### SET PROBLEM
Transcribe all of the material exactly.

### Object point labels
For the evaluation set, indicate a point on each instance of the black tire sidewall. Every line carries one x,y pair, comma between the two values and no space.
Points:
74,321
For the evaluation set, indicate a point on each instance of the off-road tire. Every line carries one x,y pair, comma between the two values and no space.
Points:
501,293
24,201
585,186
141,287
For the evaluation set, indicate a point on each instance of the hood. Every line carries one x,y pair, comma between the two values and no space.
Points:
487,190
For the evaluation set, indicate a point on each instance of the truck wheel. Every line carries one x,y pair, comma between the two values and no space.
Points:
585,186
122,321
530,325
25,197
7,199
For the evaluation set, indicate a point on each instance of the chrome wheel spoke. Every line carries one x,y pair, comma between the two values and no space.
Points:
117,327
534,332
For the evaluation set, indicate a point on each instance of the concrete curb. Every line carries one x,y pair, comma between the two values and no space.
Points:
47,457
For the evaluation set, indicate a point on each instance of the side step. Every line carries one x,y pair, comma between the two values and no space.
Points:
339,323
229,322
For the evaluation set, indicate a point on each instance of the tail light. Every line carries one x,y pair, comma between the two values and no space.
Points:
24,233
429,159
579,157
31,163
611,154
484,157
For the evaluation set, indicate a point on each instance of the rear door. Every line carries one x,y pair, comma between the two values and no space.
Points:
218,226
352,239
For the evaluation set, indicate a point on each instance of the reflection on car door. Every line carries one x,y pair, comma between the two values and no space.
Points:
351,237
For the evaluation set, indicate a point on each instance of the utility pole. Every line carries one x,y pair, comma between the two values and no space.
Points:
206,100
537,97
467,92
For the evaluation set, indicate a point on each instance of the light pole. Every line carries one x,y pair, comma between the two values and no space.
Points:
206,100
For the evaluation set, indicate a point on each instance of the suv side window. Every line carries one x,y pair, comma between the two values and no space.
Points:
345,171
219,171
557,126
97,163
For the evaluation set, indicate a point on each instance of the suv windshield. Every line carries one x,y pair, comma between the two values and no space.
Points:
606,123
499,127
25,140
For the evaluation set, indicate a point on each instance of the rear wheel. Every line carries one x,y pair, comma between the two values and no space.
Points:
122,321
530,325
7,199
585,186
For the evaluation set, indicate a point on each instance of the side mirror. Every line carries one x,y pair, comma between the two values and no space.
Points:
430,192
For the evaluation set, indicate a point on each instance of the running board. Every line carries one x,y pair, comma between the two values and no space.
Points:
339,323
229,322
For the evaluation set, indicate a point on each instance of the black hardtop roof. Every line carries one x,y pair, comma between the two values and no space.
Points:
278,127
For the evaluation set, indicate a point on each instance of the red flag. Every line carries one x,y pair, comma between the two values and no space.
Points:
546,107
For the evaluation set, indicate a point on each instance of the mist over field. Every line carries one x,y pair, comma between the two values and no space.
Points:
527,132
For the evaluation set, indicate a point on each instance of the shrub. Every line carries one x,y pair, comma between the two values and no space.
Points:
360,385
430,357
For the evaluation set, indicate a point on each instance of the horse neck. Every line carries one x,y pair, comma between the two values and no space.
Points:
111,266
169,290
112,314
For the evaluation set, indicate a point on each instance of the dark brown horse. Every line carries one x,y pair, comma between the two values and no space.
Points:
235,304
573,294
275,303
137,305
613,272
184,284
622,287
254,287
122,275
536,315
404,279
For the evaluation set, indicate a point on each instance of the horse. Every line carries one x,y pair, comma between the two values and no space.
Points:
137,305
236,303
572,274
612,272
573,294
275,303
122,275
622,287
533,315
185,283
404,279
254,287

### RESULT
For the evaluation set, indicate a point on each instance of the black tire sidewall. Every line carries one x,y pair, comma between the two values and no space.
Points:
74,321
For the evaluation set, indicate a point on each instance of the off-road tire. Every line carries one x,y pair, comma between the two values and no space.
Points:
501,293
24,201
585,186
141,287
For the evaluation set, indicate a point on each instance of the hood. Every line carries one x,y pair, comma between the two values and no space.
Points:
487,190
For the evaluation set, indicate a point on each instance of the truck wheel. Every line carries one x,y pair, comma between the two values and no space.
Points:
585,186
122,321
530,325
25,197
7,199
For the evaluation set, indicate a point on each instance of the chrome wheel spoke. Every line carries one x,y pair, comma between the two values and no space.
Points:
117,327
534,332
For the evaluation set, indicate a point on each instance of the concrete curb. Every line carries one x,y pair, comma between the two values and no space.
Points:
47,457
For the evaluation set, indicate a point on each instance of the side step. Every line carries one x,y pair, comma between the two values and no space.
Points:
339,323
229,322
For the evaluation set, indicate a point on each instance of the tail light. Every line carries one x,y pair, comma between the two values and no space.
Points:
24,233
429,159
579,157
31,163
611,154
484,157
For the evaluation set, indicate a point on each instance of the rear door. Every line carries one x,y pair, comma between the two values and no space.
Points:
218,226
352,239
For the evaluation set, indicate a point on each instance of the reflection on car door. Every line carries one x,y pair, comma between the two values and no space.
Points:
351,237
For the evaluation set, indicate a point on each instance of the utility pole. Every line carries one x,y pair, comma between the two values and no space.
Points:
206,100
537,97
467,92
For the evaluation set, indicate a point on each instance of the light pole. Every line carries one x,y pair, comma between the two values and no space.
Points:
206,100
For the evaluation set, indicate a point on each instance of the suv side window. Every line carries one x,y pair, comma between the two values and no space.
Points:
345,171
219,171
557,126
97,163
For the evaluation set, indicate a point on each instance of the suv windshield. Every line carries one x,y pair, comma between the two values and no space.
Points:
606,123
499,127
25,140
For the evaluation set, indicate a point on each instance of the rear wheel. Every line carries one x,y pair, comma between the two values and no space.
Points:
122,321
530,325
7,199
585,186
For the evaluation set, indicate a point on each instance of the side mirror. Every line carries one x,y pair, comma between the two values and no space.
Points:
430,192
For the evaluation set, indicate a point on each instance of the running board. Every line carries one x,y pair, comma between the two values and no space.
Points:
339,323
229,322
For the evaluation set, indicate a point on each instance of the black hardtop roof. Every line carries one x,y pair, comma between the two values and no space.
Points:
278,127
For the evaluation set, indicate a point on each instance of the red flag. Every line carries one x,y pair, comma between the two values and no space.
Points:
546,107
For the evaluation set, indicate a point on each instance of the mist over field. Every line carries one x,y pair, comma between the two values and no space.
Points:
527,132
For the evaluation set, indicate a point on each instance of the shrub. Every line carries one x,y pair, comma between the two values and no space.
Points:
360,385
430,357
For the evaluation set, indicate a point on each instance of the horse neck. Every line carries one x,y pair, comma between the two values and no space.
Points:
111,266
169,290
112,314
For the evaluation set, indicate a point on each instance of the dark brown horse. Every line carries one x,y pair, comma between the two values and no space.
Points:
235,304
573,294
275,303
137,305
613,272
184,284
622,287
254,287
122,275
536,315
404,279
For the evaluation set, indicate a point on each instance of the horse. Every line carries one x,y pair, comma between the two values and no space.
Points:
137,305
236,303
572,274
612,272
573,294
275,303
122,275
622,287
533,315
185,283
404,279
254,287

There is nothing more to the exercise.